• [TASK ITEM]:
All lines from the one containing "box: [275, 112, 286, 181]" through the last line below must be duplicated exactly, with nothing outside that span.

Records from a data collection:
******
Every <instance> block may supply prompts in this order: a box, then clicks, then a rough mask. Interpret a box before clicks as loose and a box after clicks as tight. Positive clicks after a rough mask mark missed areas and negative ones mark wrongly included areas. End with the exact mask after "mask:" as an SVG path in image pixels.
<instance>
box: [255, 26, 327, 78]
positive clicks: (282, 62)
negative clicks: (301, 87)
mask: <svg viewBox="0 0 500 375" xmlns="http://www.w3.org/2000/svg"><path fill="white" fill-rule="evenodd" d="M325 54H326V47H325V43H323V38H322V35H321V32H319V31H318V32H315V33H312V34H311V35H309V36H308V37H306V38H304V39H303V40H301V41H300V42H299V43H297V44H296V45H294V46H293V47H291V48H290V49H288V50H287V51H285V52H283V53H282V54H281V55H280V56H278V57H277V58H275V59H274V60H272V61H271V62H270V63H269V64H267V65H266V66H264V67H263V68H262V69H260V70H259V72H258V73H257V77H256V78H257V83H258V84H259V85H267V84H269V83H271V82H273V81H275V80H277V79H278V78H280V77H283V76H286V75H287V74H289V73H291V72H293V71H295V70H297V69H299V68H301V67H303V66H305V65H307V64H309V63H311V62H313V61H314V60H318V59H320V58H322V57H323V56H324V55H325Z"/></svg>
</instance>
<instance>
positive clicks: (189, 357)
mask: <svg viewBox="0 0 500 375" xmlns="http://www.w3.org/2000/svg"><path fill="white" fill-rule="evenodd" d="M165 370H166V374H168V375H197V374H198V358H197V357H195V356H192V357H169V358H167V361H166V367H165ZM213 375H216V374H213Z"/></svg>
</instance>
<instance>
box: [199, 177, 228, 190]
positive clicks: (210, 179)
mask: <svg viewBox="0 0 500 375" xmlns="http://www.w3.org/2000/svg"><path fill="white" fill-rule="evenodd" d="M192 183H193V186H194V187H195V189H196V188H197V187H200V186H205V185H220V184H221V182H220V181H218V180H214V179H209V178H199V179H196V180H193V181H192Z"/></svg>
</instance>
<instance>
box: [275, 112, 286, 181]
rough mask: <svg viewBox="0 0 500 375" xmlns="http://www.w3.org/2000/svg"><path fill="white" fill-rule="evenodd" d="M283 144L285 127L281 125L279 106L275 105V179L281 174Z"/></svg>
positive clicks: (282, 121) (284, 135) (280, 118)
******
• [ANSWER]:
box: [275, 112, 286, 181]
rough mask: <svg viewBox="0 0 500 375" xmlns="http://www.w3.org/2000/svg"><path fill="white" fill-rule="evenodd" d="M283 144L285 127L281 125L279 106L275 105V179L281 174Z"/></svg>
positive clicks: (282, 121) (284, 135) (280, 118)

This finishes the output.